### [Written exercise]
Reproduce each record exactly.
==*==
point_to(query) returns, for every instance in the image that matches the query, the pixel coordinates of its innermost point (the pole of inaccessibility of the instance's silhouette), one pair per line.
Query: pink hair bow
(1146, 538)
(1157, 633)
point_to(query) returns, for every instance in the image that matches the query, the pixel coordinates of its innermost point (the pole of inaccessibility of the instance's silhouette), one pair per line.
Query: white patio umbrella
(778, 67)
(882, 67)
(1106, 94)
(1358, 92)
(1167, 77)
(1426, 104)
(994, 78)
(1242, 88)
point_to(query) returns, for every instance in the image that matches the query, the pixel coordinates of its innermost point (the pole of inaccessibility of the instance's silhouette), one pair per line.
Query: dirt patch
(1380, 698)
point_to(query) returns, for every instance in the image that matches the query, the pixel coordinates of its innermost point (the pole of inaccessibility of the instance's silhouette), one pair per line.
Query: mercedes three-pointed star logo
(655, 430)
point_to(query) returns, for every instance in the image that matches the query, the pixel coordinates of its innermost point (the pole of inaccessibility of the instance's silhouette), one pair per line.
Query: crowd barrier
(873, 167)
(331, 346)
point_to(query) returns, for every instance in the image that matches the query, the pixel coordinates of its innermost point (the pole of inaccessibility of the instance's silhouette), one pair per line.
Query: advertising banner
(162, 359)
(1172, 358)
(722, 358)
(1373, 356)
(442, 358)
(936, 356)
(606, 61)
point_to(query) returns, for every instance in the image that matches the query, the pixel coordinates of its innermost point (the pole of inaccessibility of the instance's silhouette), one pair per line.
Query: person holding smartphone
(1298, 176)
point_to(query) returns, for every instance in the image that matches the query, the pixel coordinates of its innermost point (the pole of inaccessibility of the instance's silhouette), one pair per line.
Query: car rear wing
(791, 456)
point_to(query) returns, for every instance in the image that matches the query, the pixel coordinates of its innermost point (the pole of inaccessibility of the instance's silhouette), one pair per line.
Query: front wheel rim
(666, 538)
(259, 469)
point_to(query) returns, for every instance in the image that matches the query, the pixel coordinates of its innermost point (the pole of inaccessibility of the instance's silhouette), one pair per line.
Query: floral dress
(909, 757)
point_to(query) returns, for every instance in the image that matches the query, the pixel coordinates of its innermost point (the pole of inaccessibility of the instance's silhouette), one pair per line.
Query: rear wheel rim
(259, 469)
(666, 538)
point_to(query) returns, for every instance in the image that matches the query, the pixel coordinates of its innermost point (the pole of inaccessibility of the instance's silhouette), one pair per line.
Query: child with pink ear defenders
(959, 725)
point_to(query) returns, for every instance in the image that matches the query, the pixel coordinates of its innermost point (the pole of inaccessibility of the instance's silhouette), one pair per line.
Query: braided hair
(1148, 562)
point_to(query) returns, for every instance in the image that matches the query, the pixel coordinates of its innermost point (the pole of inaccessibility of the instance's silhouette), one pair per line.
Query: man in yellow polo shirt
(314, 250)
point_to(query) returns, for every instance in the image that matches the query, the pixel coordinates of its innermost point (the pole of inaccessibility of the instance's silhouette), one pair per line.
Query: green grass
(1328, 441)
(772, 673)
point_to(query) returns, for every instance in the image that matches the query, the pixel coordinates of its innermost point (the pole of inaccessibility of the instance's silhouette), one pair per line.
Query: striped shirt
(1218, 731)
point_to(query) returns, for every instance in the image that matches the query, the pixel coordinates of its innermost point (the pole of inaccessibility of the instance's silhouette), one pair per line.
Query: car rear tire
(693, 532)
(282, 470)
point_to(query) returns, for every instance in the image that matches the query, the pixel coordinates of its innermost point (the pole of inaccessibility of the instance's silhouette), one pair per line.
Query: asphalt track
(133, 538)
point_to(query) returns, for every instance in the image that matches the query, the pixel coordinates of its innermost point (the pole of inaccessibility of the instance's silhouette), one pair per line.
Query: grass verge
==*==
### [Solved problem]
point_to(query) returns, for every instance in the image that matches the query, the pixel coordinates of its innermost point (the pole of inaccessibility of the instance's silhouette), one pair per line.
Query: pink hair bow
(1146, 538)
(1157, 633)
point_to(query) returns, for every instance in the image that matches the query, the pixel coordinates of its innermost point (the pole of inaccessibility of the instance's silhouette), one pair per line.
Query: white patio umbrella
(778, 67)
(882, 67)
(1106, 94)
(1358, 92)
(1167, 77)
(1426, 104)
(994, 78)
(1242, 88)
point_to(query) returns, for every instance in the image that matches the query, the pixel coordinates of its innermost point (the pole of inaccessibility of the instance's silhouette), one pair per line.
Query: dirt patch
(1380, 698)
point_to(query) returns, for every instance in the image that matches the query, the pixel coordinates of its innermost point (the pole of inaccessibility of the instance's silhouette), one pair per line.
Query: mercedes three-pointed star logo
(655, 430)
point_to(query) returns, for every instance in the image that matches the query, the pixel coordinates of its innermost point (the pole of inaccessibility of the instance's silhouette), one pair per line.
Query: crowd barrier
(873, 167)
(331, 346)
point_to(query) returns, for every instance in the image that matches the query, the pixel coordinates of its innermost point (the pole of inaccessibility of the instance's silhouette), one pair per line.
Query: advertising banner
(162, 359)
(1172, 358)
(722, 358)
(1373, 356)
(442, 358)
(936, 356)
(606, 61)
point_to(query) returns, for every instance in the image that matches the query, the pixel coordinates of its innermost point (the pole of inaccessibility of the instance's silhouette), one pair per line.
Query: person holding smartphone
(1298, 176)
point_to(query) returns, for every instance in the image that matches the query, the pixel coordinates of its innermost point (the pole of inaccessibility of the instance's silhouette), one pair per line.
Query: car rear wing
(791, 456)
point_to(query) returns, for every instance in the image that matches the query, the pixel coordinates of its innermost point (the pole of inaccessibility of the instance's silhouette), one pair per line.
Query: front wheel rim
(666, 538)
(259, 469)
point_to(query) returns, for every instance in the image that matches the query, the pixel coordinates of its innermost point (the pole of inaccessibility of the instance's silhouette), one pair per line.
Query: floral dress
(909, 757)
point_to(query) returns, for every instance in the image that matches the query, the pixel coordinates of its innermost point (the pole of inaccessibility of the instance's silhouette), one pair per line.
Query: rear wheel rim
(259, 469)
(666, 538)
point_to(query) returns, for every instance in the image that matches the query, the pixel coordinates of its innermost point (the pole of inaccessibility of the instance's silhouette), one pair per line.
Query: child with pink ear defenders
(959, 725)
point_to(query) returns, for every instance in the image that matches the query, the pixel coordinates of its innermost point (the pole of inaccessibility of the instance's silhouette), one pair per line.
Query: braided hair
(1148, 562)
point_to(query) returns, for every instance in the image that matches the query, the pixel coordinates of its innermost point (the pole of inaccessibility of the instance's silhouette), one pair per line.
Query: man in yellow polo shirt
(314, 250)
point_to(query) returns, for every instance in the image that matches the query, the pixel coordinates of its innermost point (the pole of inaccessibility of the instance's silhouette), one pair per line.
Query: green grass
(1328, 441)
(772, 673)
point_to(query) returns, for every instance in the image that matches the query, the pixel coordinates of its innermost point (the pole of inaccessibility of the instance's silhouette), one pair per line.
Query: striped shirt
(1218, 731)
point_to(query) returns, for every instance in the image that matches the query, the pixel coordinates of its innermost point (the pole of inaccessibility of the instance's silhouette), one pair per line.
Query: car rear tire
(693, 532)
(282, 470)
point_to(query) returns, for every instance in the image that matches the query, the pixel coordinates of its innermost point (the pole of inaccessibility of the instance's silhouette), one pair per line.
Query: asphalt track
(133, 538)
point_to(query) returns, for every instance in the image that matches the query, the pixel coordinates of its innermost point (the pole of inaccessibility of the instance's silhouette), one pair per line.
Query: grass verge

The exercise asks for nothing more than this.